PROBLEMS TO SOLVE
[1] Answer these questions from the article on Chile and COVID-19:
(a) Who announced that lockdown restrictions would be lifted for certain parts of Santiago?
(b) Since when has Santiago had some of the strictest measures in place?
(c) What share of Chile's population is concentrated in Santiago?
[2] From the article on Chile and COVID-19, copy the passage starting with "Santiago has had" and going on through "still dangerously high.".

DOCUMENT TEXT
....
How Chile is handling the COVID-19 pandemic
Chile’s capital, Santiago, is lessening lockdown restrictions after months, but the country has the eighth-most cases in the world.
Last week, Chile’s Health Minister, Enrique Paris, announced that lockdown restrictions will be lifted for certain parts of Santiago.
The measures were eased in the more affluent and less populated areas of the country’s capital.
The local government has still taken it upon themselves to paint markers on sidewalks and crosswalks so people keep to their right and continue social distancing.
Tuesday, July 28, was the first day in months that residents could gather in small groups and leave their homes without needing police permission on weekdays.
Chile never went into a national lockdown, but has instead opted for dynamic lockdowns in specific parts where the virus was spreading rampantly.
Santiago has had some of the strictest measures in place since mid-March.
COVID-19 was of great concern to the city because many locals suffer from respiratory complications. This is brought on from Chile’s capital having poor air-quality because it is very industrialized and enclosed by mountains.
Nearly a third of Chile’s population is concentrated in Santiago and it is the sixth largest city in Latin America.
Shops have opened up in the richer neighborhoods that have reopened, but local residents are concerned because many of the people who work in those shops come from other parts of the city where the infection rate is still dangerously high.
....
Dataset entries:

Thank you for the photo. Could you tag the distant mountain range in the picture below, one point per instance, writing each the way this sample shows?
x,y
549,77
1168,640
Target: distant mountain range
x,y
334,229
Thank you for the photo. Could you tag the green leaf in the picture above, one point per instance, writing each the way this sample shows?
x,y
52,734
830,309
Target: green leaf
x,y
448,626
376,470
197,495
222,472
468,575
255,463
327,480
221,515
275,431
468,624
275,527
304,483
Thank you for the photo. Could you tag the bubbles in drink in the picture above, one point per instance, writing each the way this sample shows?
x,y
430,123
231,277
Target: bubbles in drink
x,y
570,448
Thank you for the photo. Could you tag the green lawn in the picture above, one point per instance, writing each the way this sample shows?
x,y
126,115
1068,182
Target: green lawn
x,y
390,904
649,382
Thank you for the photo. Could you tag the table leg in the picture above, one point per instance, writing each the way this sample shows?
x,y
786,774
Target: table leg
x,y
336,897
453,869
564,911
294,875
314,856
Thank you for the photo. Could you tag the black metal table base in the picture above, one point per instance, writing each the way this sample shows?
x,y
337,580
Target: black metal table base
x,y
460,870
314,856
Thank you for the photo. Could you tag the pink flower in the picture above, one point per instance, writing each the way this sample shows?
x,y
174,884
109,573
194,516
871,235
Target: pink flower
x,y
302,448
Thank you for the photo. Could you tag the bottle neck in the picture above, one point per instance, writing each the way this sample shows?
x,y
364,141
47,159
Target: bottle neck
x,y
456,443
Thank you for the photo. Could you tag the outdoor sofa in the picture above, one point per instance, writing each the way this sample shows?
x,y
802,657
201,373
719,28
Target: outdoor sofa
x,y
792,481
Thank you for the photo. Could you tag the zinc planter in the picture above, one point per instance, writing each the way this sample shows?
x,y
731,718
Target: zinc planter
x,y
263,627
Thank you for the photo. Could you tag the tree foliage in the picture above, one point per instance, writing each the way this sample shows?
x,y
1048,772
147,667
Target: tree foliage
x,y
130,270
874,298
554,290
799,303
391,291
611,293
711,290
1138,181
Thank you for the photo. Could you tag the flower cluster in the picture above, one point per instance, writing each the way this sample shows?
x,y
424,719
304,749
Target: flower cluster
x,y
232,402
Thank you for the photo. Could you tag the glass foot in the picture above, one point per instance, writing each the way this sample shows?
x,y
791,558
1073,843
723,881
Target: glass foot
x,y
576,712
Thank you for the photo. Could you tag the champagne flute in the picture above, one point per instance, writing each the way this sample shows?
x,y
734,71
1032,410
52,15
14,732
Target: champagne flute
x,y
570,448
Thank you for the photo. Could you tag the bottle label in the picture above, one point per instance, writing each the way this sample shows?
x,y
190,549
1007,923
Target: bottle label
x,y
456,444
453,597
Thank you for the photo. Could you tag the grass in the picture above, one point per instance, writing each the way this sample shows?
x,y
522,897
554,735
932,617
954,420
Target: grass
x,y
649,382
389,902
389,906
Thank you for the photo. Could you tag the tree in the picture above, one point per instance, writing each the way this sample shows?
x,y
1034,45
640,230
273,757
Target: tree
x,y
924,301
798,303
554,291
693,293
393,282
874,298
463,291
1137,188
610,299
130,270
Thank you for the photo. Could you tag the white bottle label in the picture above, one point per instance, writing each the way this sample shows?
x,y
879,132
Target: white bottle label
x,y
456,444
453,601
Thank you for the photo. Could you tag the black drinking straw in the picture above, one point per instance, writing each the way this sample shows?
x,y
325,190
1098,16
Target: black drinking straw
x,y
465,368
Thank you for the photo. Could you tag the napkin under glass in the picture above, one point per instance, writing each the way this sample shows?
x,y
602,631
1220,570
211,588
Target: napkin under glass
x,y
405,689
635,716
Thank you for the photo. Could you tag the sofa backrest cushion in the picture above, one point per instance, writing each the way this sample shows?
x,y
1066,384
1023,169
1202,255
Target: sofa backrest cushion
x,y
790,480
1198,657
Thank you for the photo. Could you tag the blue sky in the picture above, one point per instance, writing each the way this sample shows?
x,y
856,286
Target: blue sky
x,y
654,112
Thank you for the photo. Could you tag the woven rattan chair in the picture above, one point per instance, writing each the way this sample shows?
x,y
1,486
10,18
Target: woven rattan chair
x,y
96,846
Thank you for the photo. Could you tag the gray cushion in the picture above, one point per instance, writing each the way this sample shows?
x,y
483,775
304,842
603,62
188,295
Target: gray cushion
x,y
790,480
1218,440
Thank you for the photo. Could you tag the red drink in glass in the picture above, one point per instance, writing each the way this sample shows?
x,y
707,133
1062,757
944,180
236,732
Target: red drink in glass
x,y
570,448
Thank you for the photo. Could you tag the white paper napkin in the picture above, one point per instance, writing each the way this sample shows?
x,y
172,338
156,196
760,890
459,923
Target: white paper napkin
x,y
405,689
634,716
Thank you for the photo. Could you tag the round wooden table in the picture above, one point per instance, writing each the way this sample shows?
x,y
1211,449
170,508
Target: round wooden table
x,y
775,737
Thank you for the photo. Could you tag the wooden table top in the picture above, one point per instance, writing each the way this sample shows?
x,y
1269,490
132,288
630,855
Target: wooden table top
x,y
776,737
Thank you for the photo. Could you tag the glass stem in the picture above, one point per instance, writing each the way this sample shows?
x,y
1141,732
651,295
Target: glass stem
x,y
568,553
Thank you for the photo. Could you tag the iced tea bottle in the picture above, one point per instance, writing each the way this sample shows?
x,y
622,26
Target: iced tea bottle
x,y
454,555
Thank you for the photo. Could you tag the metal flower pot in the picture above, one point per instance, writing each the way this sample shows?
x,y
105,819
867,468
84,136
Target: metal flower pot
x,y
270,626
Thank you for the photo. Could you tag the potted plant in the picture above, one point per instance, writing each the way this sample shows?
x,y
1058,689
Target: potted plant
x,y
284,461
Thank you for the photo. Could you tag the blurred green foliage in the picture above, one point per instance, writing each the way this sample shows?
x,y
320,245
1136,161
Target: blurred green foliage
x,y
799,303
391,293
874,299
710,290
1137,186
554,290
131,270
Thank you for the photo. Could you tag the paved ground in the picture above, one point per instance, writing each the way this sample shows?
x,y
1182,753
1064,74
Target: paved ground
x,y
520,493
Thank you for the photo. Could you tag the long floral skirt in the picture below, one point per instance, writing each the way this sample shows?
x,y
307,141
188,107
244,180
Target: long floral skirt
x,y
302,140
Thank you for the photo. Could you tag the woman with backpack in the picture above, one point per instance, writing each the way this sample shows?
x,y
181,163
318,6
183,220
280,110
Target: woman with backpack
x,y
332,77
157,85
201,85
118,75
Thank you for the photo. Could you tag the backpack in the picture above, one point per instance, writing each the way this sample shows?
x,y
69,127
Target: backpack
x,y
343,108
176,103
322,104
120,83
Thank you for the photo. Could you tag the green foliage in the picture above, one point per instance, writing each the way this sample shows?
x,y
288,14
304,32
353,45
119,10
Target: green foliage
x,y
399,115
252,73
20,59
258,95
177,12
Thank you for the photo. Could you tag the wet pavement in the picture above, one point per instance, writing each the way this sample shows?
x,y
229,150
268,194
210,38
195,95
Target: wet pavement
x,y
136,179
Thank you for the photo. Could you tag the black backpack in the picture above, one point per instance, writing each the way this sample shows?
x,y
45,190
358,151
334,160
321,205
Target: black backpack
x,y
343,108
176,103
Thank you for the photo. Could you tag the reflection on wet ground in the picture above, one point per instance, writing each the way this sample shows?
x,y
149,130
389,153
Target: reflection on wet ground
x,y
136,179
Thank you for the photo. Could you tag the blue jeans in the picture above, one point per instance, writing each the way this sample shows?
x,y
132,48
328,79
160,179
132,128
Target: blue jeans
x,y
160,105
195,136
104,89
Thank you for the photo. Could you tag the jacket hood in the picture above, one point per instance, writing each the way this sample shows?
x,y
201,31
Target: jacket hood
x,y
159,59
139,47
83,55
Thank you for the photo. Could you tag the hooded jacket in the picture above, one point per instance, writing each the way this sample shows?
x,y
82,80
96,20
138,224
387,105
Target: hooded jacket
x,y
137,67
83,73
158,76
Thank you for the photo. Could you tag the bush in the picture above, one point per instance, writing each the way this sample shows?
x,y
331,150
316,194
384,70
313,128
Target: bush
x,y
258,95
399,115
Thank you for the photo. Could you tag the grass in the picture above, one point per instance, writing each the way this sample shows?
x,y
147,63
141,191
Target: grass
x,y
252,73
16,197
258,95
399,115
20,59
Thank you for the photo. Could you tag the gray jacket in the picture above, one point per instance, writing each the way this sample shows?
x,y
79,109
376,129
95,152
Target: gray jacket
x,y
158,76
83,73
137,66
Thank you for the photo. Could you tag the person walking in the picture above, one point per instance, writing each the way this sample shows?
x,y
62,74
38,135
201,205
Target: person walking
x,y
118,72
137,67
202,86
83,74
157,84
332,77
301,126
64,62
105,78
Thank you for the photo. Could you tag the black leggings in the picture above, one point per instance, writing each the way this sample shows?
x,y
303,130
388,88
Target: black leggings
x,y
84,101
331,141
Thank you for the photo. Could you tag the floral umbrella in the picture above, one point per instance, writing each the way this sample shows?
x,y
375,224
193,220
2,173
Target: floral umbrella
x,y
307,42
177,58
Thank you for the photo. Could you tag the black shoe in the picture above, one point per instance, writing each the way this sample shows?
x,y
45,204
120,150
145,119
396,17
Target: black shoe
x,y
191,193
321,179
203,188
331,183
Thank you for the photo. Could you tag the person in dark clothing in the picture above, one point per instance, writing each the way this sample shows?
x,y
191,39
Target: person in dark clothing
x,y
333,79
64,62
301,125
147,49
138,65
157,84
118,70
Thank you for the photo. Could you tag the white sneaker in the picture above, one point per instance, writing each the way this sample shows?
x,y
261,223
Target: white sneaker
....
REPLIES
[1]
(a) Chile's Health Minister, Enrique Paris
(b) Since mid-March
(c) Nearly a third

[2]
Santiago has had some of the strictest measures in place since mid-March.
COVID-19 was of great concern to the city because many locals suffer from respiratory complications. This is brought on from Chile’s capital having poor air-quality because it is very industrialized and enclosed by mountains.
Nearly a third of Chile’s population is concentrated in Santiago and it is the sixth largest city in Latin America.
Shops have opened up in the richer neighborhoods that have reopened, but local residents are concerned because many of the people who work in those shops come from other parts of the city where the infection rate is still dangerously high.